- Stored items -
# # # # #

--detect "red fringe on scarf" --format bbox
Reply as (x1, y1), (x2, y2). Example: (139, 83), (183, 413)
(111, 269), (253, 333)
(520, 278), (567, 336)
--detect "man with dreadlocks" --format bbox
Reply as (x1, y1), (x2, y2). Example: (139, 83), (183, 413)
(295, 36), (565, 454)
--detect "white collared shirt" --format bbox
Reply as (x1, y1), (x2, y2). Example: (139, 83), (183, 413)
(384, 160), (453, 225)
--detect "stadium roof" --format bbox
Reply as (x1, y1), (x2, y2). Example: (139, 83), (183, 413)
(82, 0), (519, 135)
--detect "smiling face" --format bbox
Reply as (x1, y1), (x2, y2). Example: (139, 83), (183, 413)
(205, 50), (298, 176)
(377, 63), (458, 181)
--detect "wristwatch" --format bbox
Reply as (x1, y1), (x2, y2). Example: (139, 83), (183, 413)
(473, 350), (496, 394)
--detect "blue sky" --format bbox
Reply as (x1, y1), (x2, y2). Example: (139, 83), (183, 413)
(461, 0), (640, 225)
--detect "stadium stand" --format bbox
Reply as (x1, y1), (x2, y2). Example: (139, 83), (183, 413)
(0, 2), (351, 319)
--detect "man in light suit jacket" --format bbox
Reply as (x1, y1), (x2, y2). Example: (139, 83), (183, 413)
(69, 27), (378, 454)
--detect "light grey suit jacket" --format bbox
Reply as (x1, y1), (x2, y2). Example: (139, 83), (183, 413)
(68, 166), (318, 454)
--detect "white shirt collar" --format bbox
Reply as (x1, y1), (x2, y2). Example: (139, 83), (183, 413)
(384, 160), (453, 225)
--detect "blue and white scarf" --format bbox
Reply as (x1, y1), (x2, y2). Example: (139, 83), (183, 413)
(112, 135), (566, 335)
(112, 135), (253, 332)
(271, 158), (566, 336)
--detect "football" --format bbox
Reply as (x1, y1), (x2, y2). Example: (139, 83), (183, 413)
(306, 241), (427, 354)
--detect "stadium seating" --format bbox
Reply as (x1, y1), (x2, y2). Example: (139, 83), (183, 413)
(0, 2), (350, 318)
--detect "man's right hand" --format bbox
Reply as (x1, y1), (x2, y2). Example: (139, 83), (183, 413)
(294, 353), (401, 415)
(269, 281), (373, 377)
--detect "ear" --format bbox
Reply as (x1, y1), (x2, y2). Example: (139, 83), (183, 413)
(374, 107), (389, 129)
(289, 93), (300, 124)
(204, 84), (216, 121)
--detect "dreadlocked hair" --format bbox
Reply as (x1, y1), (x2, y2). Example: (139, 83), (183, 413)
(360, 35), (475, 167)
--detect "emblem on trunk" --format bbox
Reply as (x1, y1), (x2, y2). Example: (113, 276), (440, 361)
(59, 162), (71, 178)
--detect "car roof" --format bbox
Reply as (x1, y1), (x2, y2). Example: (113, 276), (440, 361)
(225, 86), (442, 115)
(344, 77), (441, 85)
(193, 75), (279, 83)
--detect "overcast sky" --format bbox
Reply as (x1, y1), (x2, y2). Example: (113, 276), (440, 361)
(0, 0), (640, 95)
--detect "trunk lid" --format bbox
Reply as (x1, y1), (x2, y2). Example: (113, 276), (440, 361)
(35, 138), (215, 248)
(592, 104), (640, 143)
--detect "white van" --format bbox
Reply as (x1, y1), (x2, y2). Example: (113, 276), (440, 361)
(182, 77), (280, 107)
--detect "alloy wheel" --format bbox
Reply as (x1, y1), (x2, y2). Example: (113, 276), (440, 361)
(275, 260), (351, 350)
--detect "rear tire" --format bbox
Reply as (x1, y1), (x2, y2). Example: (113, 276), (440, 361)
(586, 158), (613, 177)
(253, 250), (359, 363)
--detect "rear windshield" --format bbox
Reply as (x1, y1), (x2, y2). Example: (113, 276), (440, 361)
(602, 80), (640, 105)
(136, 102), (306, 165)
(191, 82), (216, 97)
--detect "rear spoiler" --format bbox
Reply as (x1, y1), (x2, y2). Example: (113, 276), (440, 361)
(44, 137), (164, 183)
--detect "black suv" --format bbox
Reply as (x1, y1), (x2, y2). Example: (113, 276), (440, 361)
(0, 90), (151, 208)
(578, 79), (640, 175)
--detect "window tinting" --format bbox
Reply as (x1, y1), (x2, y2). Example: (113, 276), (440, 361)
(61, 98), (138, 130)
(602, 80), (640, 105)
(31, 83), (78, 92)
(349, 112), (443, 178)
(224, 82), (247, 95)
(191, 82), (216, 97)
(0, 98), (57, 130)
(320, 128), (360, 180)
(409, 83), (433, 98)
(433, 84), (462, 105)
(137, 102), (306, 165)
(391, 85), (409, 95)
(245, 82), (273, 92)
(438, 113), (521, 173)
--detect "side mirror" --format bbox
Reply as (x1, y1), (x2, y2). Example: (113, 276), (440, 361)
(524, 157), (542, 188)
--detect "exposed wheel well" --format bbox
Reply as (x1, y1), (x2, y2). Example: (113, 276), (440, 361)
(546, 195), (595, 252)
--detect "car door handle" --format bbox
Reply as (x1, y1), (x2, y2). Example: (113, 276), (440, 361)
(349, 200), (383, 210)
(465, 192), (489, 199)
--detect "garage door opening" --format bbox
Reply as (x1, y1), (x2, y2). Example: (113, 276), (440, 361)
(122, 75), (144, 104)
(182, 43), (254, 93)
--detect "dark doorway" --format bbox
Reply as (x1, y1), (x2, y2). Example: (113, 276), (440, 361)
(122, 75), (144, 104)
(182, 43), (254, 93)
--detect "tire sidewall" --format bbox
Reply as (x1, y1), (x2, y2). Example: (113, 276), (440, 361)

# # # # #

- STATED TASK -
Copy every one of these entries verbatim, without altering any line.

- SOLUTION FOR THIS EXERCISE -
--detect "red fringe on scarf" --format bbox
Reply as (x1, y1), (x2, y2). Example: (139, 83), (183, 413)
(111, 269), (253, 333)
(520, 278), (567, 336)
--detect "man with dreadlocks" --format bbox
Reply as (x1, y1), (x2, y2). Example: (139, 83), (183, 413)
(295, 36), (565, 454)
--detect "white collared shirt" --format bbox
Reply as (x1, y1), (x2, y2). Example: (139, 83), (183, 413)
(384, 160), (453, 225)
--detect "stadium roof" --format bbox
Reply as (x1, y1), (x2, y2). Example: (139, 83), (183, 413)
(82, 0), (519, 135)
--detect "smiling face" --format bbox
Reply as (x1, y1), (x2, y2). Example: (139, 83), (183, 413)
(205, 50), (298, 176)
(377, 63), (458, 181)
--detect "wristwatch" --format bbox
Reply as (x1, y1), (x2, y2). Example: (139, 83), (183, 413)
(473, 350), (496, 394)
--detect "blue sky" --format bbox
Reply as (x1, y1), (x2, y2). Example: (139, 83), (183, 413)
(461, 0), (640, 225)
--detect "stadium stand" --format bbox
Reply as (x1, y1), (x2, y2). Example: (139, 83), (183, 413)
(0, 2), (351, 319)
--detect "man in light suit jacket" --format bbox
Reply as (x1, y1), (x2, y2). Example: (139, 83), (183, 413)
(69, 27), (378, 454)
--detect "light grey suit jacket" --format bbox
Reply as (x1, y1), (x2, y2). Example: (139, 83), (183, 413)
(68, 166), (318, 454)
--detect "white shirt collar" --format bbox
Reply as (x1, y1), (x2, y2). Example: (139, 83), (183, 413)
(384, 160), (453, 225)
--detect "blue and white scarf" --format bbox
Reply as (x1, y1), (x2, y2). Example: (139, 83), (183, 413)
(112, 135), (566, 335)
(112, 135), (253, 332)
(271, 158), (566, 336)
--detect "football" --format bbox
Reply as (x1, y1), (x2, y2). Example: (139, 83), (183, 413)
(306, 241), (427, 354)
--detect "stadium seating" --format bbox
Reply as (x1, y1), (x2, y2). Example: (139, 83), (183, 413)
(0, 2), (350, 318)
--detect "man's right hand" --format bbox
Reply as (x1, y1), (x2, y2). Example: (139, 83), (183, 413)
(294, 353), (401, 415)
(269, 281), (373, 377)
--detect "ear" --format bbox
Reply as (x1, y1), (x2, y2). Example: (139, 83), (183, 413)
(374, 107), (389, 129)
(289, 93), (300, 124)
(204, 84), (216, 121)
--detect "dreadlocked hair" --format bbox
Reply as (x1, y1), (x2, y2). Example: (139, 83), (183, 413)
(360, 35), (475, 167)
--detect "emblem on trunk" --format bbox
Reply as (x1, y1), (x2, y2). Example: (113, 276), (440, 361)
(59, 162), (71, 178)
--detect "car roof" --format bbox
Reply as (x1, y1), (x2, y2). Example: (113, 276), (440, 361)
(225, 86), (442, 115)
(344, 77), (441, 85)
(193, 75), (279, 83)
--detect "overcast sky" --format bbox
Reply as (x1, y1), (x2, y2). Example: (113, 276), (440, 361)
(0, 0), (640, 95)
--detect "trunk lid" --format bbox
Reply as (x1, y1), (x2, y2). Example: (113, 276), (440, 361)
(35, 138), (215, 248)
(592, 104), (640, 143)
--detect "white van" --format bbox
Reply as (x1, y1), (x2, y2). Example: (113, 276), (440, 361)
(182, 77), (280, 107)
--detect "alloy wheel" --format bbox
Reply as (x1, y1), (x2, y2). Example: (113, 276), (440, 361)
(275, 260), (351, 350)
--detect "rear tire" --format bbox
Reply as (x1, y1), (x2, y2). Example: (113, 276), (440, 361)
(586, 158), (613, 177)
(253, 250), (359, 363)
--detect "rear windshield" --format bbox
Reply as (x1, y1), (x2, y2). Example: (113, 276), (440, 361)
(602, 80), (640, 105)
(136, 102), (306, 165)
(191, 82), (216, 97)
--detect "rear spoiler" --format bbox
Reply as (x1, y1), (x2, y2). Example: (113, 276), (440, 361)
(44, 137), (164, 183)
--detect "black suv" --format bbox
Reply as (x1, y1), (x2, y2). Example: (113, 276), (440, 361)
(0, 90), (151, 208)
(578, 79), (640, 175)
--detect "window tinting" --format bbox
Reply as (x1, y1), (x2, y2). Example: (113, 276), (440, 361)
(61, 98), (138, 130)
(602, 80), (640, 105)
(31, 83), (78, 92)
(349, 112), (443, 178)
(224, 82), (247, 95)
(191, 82), (216, 97)
(0, 98), (57, 130)
(320, 128), (360, 180)
(409, 83), (433, 98)
(433, 84), (462, 105)
(137, 102), (306, 165)
(391, 85), (409, 95)
(245, 82), (273, 92)
(438, 113), (521, 173)
--detect "side mirror" --format bbox
Reply as (x1, y1), (x2, y2). Example: (113, 276), (440, 361)
(524, 157), (542, 188)
--detect "exposed wheel well" --format bbox
Reply as (x1, y1), (x2, y2). Example: (113, 276), (440, 361)
(546, 195), (595, 252)
--detect "car door handle" --format bbox
Reply as (x1, y1), (x2, y2). Example: (113, 276), (440, 361)
(349, 200), (383, 210)
(465, 192), (489, 199)
--detect "garage door opening" --format bbox
Reply as (x1, y1), (x2, y2). Example: (113, 276), (440, 361)
(122, 75), (144, 104)
(182, 43), (254, 93)
--detect "dark doorway" --format bbox
Reply as (x1, y1), (x2, y2). Example: (113, 276), (440, 361)
(122, 75), (144, 104)
(182, 43), (254, 93)
--detect "tire sidewall" --format bbox
Reply as (x1, y1), (x2, y2). Example: (113, 276), (440, 361)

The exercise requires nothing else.